*Instruction*.
Answer these questions from the DeCLIP text below, giving each answer on its own line with the same letter.
(a) Which conference accepted the paper?
(b) What kind of decoder does DeCLIP combine with the pretrained self-supervised representations?
(c) For latent diffusion models, how much of the image does the generator's fingerprint affect?

*Source text*.
========
DeCLIP: Decoding CLIP representations for deepfake localization

Authors: Stefan Smeu, Elisabeta Oneata, Dan Oneata

Published: 2024-09-12 17:59:08+00:00

Comment: Accepted at Winter Conference on Applications of Computer Vision (WACV) 2025

AI Summary

DeCLIP is introduced as a novel approach to localize deepfake manipulations by decoding representations from large self-supervised models like CLIP. It combines these pretrained features with a convolutional decoder, demonstrating improved generalization capabilities for detecting local manipulations, including those from challenging latent diffusion models. The method achieves high-accuracy localization and shows that training on LDM data enhances robustness and generalization.

Abstract

Generative models can create entirely new images, but they can also partially modify real images in ways that are undetectable to the human eye. In this paper, we address the challenge of automatically detecting such local manipulations. One of the most pressing problems in deepfake detection remains the ability of models to generalize to different classes of generators. In the case of fully manipulated images, representations extracted from large self-supervised models (such as CLIP) provide a promising direction towards more robust detectors. Here, we introduce DeCLIP, a first attempt to leverage such large pretrained features for detecting local manipulations. We show that, when combined with a reasonably large convolutional decoder, pretrained self-supervised representations are able to perform localization and improve generalization capabilities over existing methods. Unlike previous work, our approach is able to perform localization on the challenging case of latent diffusion models, where the entire image is affected by the fingerprint of the generator. Moreover, we observe that this type of data, which combines local semantic information with a global fingerprint, provides more stable generalization than other categories of generative methods.
========
*Information provided*.
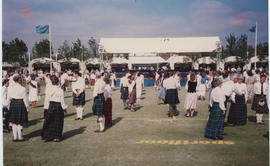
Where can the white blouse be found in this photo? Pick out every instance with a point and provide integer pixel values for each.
========
*Result*.
(a) The Winter Conference on Applications of Computer Vision (WACV) 2025
(b) A reasonably large convolutional decoder
(c) The entire image